→ Reading passage:
# # # #

Finding the maximum value of area of triangle PXY as X varies.

Question

The circle C has radius 1 and touches the line L at P. The point X lies on C and Y is the foot of the perpendicular from X to L. Find the maximum value of the area of triangle PXY as X varies.

Let the circle be $x^2+(y-1)^2=1$ and the point P be $(0,0)$

Let X be $(\cos\theta,1+\sin\theta)\implies$ area of triangle PXY=$\frac12\cos\theta(1+\sin\theta)$

The answer is $\frac{3\sqrt3}8$, that seems to come at $\theta=30^\circ$ but why?

Also, is there a general way to solve this question without letting a particular circle.

Answer 1

Let $\angle XPY=\theta$. Because of symmetry, WLOG $\theta<\dfrac\pi2$. By the law of sines, $PX=R\cdot\sin\theta=2\sin\theta$. So $PY=2\cos\theta\sin\theta$ and $XY=2\sin^2\theta$. By AM-GM inequality, \begin{align*} &[PXY]=\frac{PY\cdot XY}2=2\sin^3\theta\cdot\cos\theta\\[1em] ={}&6\sqrt3\sqrt{\frac13\sin^2\theta\cdot\frac13\sin^2\theta\cdot\frac13\sin^2\theta\cdot\cos^2\theta}\\[1em] \le{}&6\sqrt3\sqrt{\left(\tfrac{\textstyle\frac13\sin^2\theta+\frac13\sin^2\theta+\frac13\sin^2\theta+\cos^2\theta}{\textstyle4}\right)^4}=\frac{3\sqrt3}8. \end{align*}

Answer 2

$A=\frac12 \cos \theta(1+\sin \theta)$

$A'=-\frac12 \sin \theta+\frac 24 \cos 2\theta$

$\cos 2\theta -\sin \theta=1-2\sin^2 \theta-\sin \theta=0$

which gives $\sin \theta = -1, \frac 12$

Maximum of A is for $\sin \theta=\frac 12$

Or

$\theta =30^o$

Putting in A we get $A=\frac{3\sqrt 3}8$

Answer 3

Answering your question on the general case:

Let $O$ be the centre of the circle and let $\angle POX=\theta$.

# # # #

→ Provided records:
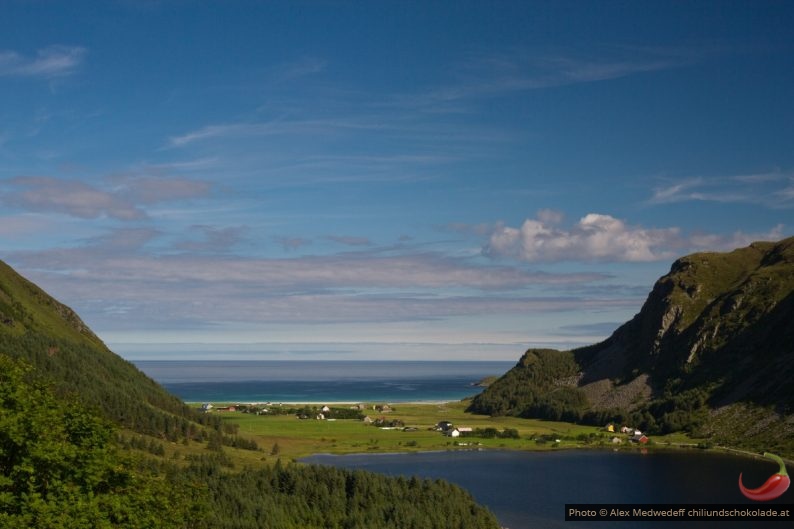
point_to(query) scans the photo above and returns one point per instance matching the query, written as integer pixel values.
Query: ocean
(320, 381)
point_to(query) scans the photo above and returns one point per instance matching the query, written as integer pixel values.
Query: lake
(528, 490)
(320, 381)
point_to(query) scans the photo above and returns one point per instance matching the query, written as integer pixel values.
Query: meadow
(287, 437)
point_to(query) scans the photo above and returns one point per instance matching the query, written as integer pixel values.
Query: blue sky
(419, 180)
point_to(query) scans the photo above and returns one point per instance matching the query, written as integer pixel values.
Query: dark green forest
(62, 467)
(82, 445)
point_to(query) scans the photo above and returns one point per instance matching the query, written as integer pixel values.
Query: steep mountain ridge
(52, 337)
(716, 332)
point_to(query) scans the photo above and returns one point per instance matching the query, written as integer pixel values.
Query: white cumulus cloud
(595, 237)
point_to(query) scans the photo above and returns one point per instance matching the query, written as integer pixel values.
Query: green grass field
(297, 438)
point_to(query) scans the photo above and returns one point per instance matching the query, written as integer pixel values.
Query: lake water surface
(528, 490)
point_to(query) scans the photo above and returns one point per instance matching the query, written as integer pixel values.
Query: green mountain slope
(711, 348)
(50, 336)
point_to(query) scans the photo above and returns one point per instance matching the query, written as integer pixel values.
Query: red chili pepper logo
(776, 485)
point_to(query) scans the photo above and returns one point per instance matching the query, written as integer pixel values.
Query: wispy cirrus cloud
(772, 189)
(49, 62)
(201, 289)
(603, 238)
(350, 240)
(121, 199)
(70, 197)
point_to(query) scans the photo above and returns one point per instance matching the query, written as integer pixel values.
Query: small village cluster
(632, 434)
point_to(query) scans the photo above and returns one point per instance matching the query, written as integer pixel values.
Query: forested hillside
(710, 352)
(50, 336)
(64, 465)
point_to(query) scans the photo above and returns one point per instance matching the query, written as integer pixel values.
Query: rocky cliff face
(711, 348)
(723, 319)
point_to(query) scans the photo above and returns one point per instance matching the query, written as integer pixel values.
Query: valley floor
(287, 437)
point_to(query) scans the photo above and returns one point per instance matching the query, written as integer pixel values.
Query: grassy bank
(287, 437)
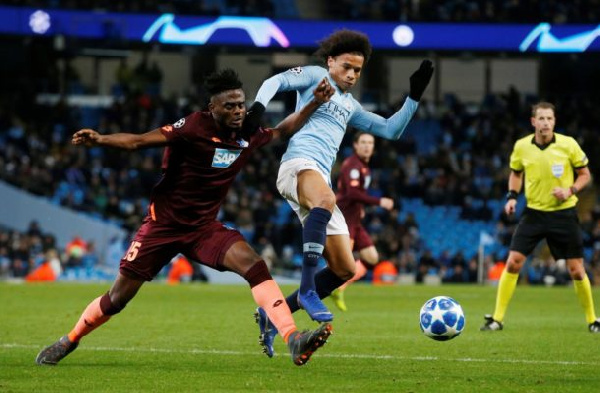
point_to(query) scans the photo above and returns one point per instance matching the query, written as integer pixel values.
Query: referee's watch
(511, 195)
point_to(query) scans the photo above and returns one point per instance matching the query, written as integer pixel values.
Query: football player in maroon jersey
(352, 196)
(203, 154)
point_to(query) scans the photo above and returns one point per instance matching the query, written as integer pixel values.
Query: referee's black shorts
(560, 229)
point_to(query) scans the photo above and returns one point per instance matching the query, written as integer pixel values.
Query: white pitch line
(326, 355)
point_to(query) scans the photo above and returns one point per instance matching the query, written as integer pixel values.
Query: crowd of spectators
(469, 162)
(488, 11)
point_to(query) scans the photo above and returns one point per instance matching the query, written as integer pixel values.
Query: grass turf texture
(203, 338)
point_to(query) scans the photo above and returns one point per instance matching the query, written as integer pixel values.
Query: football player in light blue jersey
(304, 175)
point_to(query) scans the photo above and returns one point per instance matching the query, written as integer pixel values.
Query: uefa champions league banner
(265, 32)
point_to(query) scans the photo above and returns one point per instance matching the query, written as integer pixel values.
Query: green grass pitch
(203, 338)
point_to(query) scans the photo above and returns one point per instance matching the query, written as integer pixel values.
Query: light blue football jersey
(320, 138)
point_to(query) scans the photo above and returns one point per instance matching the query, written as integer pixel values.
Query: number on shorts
(133, 250)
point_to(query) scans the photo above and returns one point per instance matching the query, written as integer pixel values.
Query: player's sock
(313, 236)
(92, 317)
(268, 296)
(361, 270)
(583, 289)
(325, 282)
(506, 288)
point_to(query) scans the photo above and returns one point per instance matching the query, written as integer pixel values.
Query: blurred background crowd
(448, 173)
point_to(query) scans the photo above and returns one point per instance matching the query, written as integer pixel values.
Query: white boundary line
(326, 355)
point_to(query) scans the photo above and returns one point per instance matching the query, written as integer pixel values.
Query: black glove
(252, 120)
(420, 79)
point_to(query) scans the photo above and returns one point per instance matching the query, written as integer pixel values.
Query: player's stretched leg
(272, 307)
(341, 266)
(583, 289)
(315, 195)
(98, 312)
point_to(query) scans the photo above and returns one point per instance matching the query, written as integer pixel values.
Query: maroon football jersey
(353, 182)
(198, 168)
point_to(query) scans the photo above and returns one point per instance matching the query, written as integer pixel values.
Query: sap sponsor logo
(179, 123)
(223, 158)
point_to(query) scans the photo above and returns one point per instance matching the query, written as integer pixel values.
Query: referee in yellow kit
(548, 162)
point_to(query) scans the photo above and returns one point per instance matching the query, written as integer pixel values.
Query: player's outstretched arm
(420, 79)
(126, 141)
(296, 120)
(393, 127)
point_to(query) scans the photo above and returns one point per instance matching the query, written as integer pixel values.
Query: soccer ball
(441, 318)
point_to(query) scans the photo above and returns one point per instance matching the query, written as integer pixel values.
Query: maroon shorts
(154, 245)
(359, 238)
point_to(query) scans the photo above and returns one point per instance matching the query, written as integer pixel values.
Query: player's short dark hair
(221, 81)
(542, 105)
(345, 41)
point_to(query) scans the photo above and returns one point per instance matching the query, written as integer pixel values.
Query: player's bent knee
(258, 273)
(108, 307)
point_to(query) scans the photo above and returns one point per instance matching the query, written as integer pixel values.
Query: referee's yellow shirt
(546, 168)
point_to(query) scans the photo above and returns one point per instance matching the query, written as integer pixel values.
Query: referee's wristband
(511, 195)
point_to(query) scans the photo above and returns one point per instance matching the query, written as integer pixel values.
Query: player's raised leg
(98, 312)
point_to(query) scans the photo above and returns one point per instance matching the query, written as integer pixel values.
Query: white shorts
(287, 185)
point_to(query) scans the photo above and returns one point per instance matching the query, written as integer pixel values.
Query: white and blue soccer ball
(442, 318)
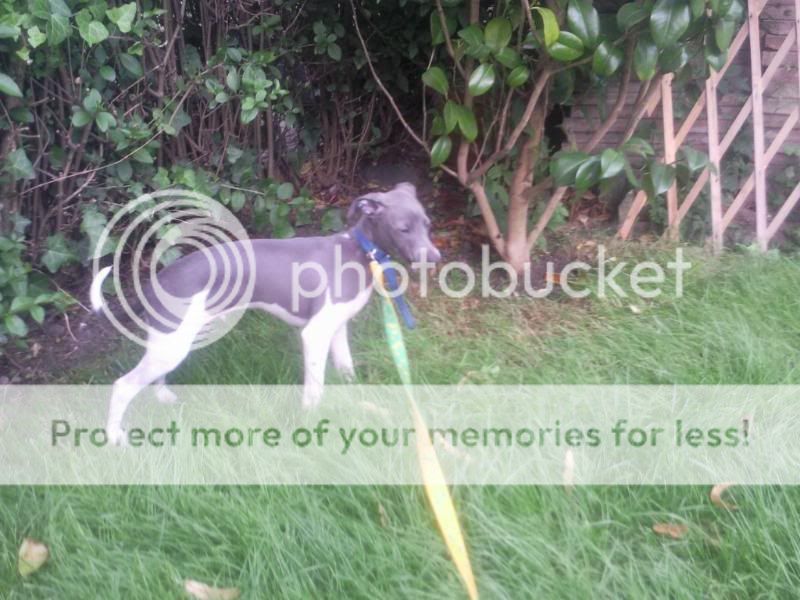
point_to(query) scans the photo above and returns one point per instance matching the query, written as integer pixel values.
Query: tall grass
(738, 322)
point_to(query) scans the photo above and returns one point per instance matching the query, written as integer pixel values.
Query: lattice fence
(755, 186)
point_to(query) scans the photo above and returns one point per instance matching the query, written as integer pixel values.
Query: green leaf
(588, 173)
(131, 64)
(59, 7)
(81, 118)
(497, 34)
(508, 57)
(631, 14)
(142, 155)
(441, 150)
(92, 101)
(21, 303)
(37, 314)
(565, 165)
(550, 27)
(481, 80)
(9, 87)
(36, 37)
(450, 116)
(122, 16)
(695, 160)
(436, 79)
(9, 32)
(19, 165)
(108, 73)
(58, 253)
(467, 123)
(607, 59)
(724, 31)
(124, 171)
(661, 178)
(16, 326)
(473, 35)
(238, 200)
(105, 121)
(57, 29)
(568, 47)
(669, 21)
(715, 57)
(285, 191)
(645, 58)
(518, 76)
(721, 8)
(94, 33)
(334, 51)
(611, 163)
(583, 21)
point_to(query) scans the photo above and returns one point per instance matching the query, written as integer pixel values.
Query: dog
(394, 221)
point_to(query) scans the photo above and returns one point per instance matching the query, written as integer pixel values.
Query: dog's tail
(96, 291)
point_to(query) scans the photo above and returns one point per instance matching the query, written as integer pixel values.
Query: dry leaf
(674, 530)
(569, 471)
(201, 591)
(32, 555)
(716, 496)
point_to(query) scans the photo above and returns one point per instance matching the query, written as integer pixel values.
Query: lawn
(738, 322)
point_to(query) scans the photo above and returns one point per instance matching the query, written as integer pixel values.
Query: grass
(737, 323)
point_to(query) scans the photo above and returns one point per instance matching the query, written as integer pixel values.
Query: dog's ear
(364, 206)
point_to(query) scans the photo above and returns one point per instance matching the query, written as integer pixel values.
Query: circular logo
(208, 279)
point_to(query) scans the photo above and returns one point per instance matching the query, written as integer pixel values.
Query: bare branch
(388, 95)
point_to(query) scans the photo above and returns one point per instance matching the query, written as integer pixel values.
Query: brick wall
(782, 95)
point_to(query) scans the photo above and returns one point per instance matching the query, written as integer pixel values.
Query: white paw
(117, 436)
(347, 373)
(166, 395)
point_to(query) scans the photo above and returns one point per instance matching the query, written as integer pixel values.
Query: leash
(375, 254)
(432, 475)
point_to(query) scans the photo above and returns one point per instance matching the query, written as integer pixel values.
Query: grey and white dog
(395, 221)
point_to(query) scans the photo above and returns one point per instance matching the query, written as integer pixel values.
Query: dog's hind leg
(340, 352)
(165, 351)
(163, 393)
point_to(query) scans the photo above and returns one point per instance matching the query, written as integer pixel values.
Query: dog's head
(396, 222)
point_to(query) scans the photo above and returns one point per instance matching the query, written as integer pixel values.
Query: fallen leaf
(201, 591)
(553, 278)
(716, 496)
(32, 555)
(674, 530)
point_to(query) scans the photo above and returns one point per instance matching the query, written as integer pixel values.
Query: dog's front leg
(317, 337)
(340, 351)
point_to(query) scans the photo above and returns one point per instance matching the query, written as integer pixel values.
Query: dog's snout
(428, 254)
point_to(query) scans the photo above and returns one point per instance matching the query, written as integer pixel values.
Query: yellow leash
(432, 476)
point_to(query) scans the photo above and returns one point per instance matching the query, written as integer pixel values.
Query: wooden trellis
(722, 216)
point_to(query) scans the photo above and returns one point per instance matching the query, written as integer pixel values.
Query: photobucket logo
(166, 221)
(577, 279)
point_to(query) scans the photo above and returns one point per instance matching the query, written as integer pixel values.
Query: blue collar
(374, 253)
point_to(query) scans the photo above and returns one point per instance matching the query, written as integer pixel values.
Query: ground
(737, 323)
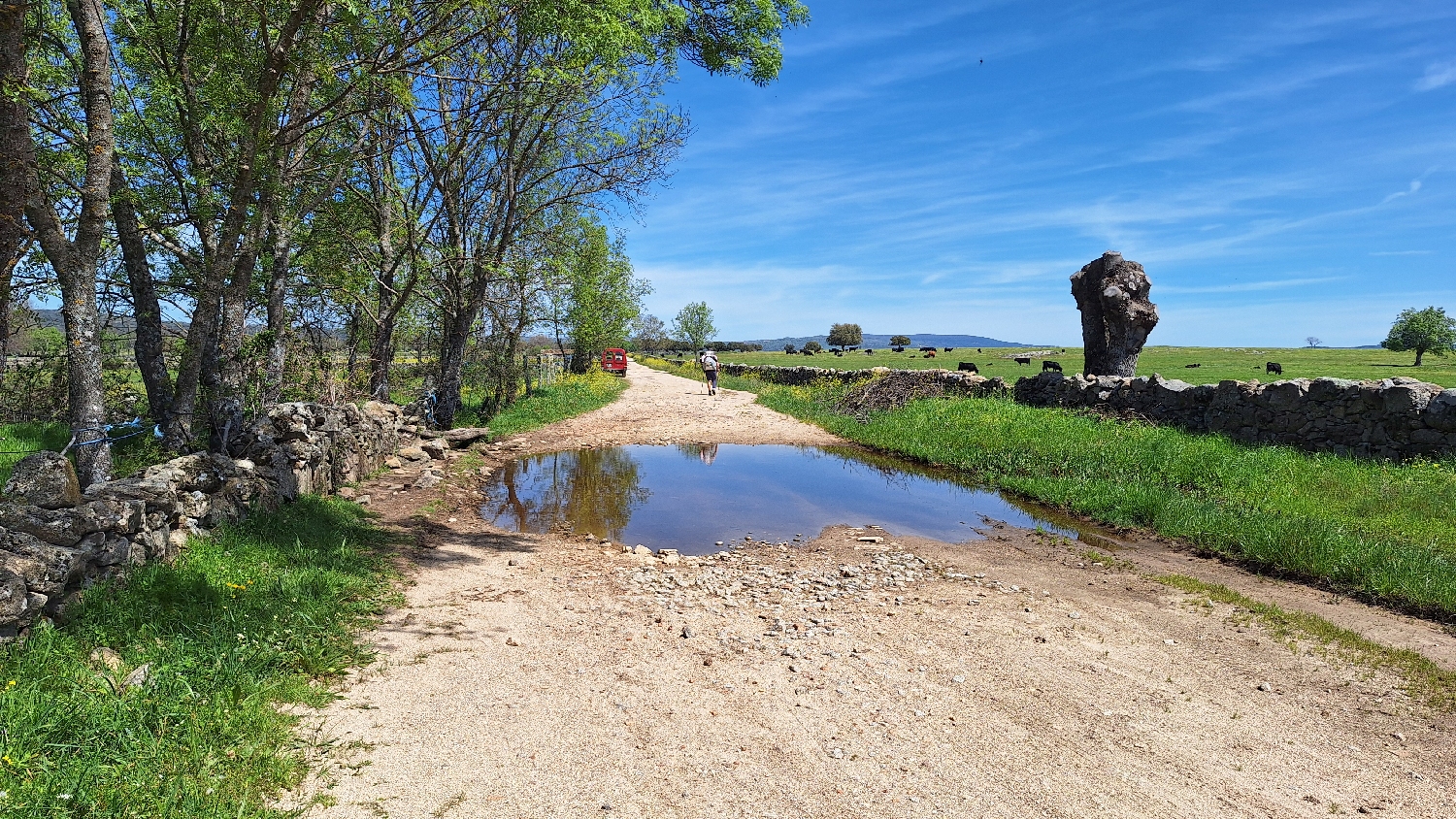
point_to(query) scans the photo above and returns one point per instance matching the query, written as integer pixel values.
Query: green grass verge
(570, 396)
(1426, 678)
(1214, 364)
(1380, 530)
(252, 617)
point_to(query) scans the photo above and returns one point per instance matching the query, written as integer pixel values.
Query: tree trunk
(451, 358)
(76, 261)
(277, 313)
(145, 306)
(15, 139)
(226, 410)
(1115, 314)
(178, 426)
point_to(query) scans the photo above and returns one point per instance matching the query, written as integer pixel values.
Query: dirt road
(533, 676)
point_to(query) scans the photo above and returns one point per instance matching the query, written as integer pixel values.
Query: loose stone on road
(546, 675)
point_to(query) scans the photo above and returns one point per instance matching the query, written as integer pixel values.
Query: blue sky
(1281, 171)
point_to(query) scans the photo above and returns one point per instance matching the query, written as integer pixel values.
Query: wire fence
(28, 438)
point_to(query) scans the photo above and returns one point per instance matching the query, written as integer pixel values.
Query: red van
(614, 361)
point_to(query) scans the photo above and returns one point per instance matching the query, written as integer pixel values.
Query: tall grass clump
(256, 615)
(1382, 530)
(567, 398)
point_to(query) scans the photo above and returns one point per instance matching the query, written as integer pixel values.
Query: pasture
(1214, 364)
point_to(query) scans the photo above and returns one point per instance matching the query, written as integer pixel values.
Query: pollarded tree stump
(1117, 316)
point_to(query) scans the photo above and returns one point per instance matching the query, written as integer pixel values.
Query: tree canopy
(1423, 331)
(844, 335)
(695, 323)
(309, 200)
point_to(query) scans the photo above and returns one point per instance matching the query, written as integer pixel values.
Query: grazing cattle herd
(1270, 367)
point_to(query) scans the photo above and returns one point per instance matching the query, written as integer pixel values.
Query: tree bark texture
(226, 405)
(15, 139)
(1117, 316)
(145, 306)
(75, 261)
(277, 313)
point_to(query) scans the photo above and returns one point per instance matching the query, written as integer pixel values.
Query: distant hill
(122, 325)
(882, 341)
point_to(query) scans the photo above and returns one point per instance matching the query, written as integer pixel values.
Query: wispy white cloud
(1412, 188)
(1438, 76)
(1249, 287)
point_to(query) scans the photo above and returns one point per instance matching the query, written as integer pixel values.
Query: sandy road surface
(549, 676)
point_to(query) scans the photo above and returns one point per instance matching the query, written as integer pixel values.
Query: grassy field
(19, 440)
(1379, 530)
(1216, 364)
(261, 614)
(570, 396)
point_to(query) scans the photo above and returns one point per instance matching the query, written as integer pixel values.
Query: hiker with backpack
(710, 363)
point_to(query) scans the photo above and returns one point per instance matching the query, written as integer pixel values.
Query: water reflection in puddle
(690, 496)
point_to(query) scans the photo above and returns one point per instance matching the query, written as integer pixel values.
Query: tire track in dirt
(544, 675)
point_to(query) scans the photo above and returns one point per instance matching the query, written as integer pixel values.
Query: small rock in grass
(107, 658)
(137, 678)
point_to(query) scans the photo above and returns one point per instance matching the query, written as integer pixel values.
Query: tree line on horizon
(311, 186)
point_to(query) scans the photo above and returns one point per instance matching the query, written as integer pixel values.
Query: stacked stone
(1395, 417)
(57, 540)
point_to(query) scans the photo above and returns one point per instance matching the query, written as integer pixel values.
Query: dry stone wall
(1395, 417)
(57, 540)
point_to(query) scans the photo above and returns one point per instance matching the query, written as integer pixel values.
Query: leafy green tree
(1423, 331)
(605, 297)
(695, 323)
(649, 334)
(844, 335)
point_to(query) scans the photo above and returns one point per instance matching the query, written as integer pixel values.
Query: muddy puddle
(702, 498)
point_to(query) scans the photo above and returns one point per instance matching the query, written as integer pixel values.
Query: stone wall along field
(55, 540)
(1395, 417)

# # # #

→ Goal: Do these statements agree with the thread on the area of triangle PXY? For each, answer yes or no and quote the words of the thread that decide it. (a) The circle C in the problem has a radius of 1. (b) Answer 2 finds the maximum area where sin θ equals −1. (c) Answer 1 relies on the AM-GM inequality.

→ Exercise result:
(a) Yes: "The circle C has radius 1"
(b) No: "Maximum of A is for $\sin \theta=\frac 12$"
(c) Yes: "By AM-GM inequality"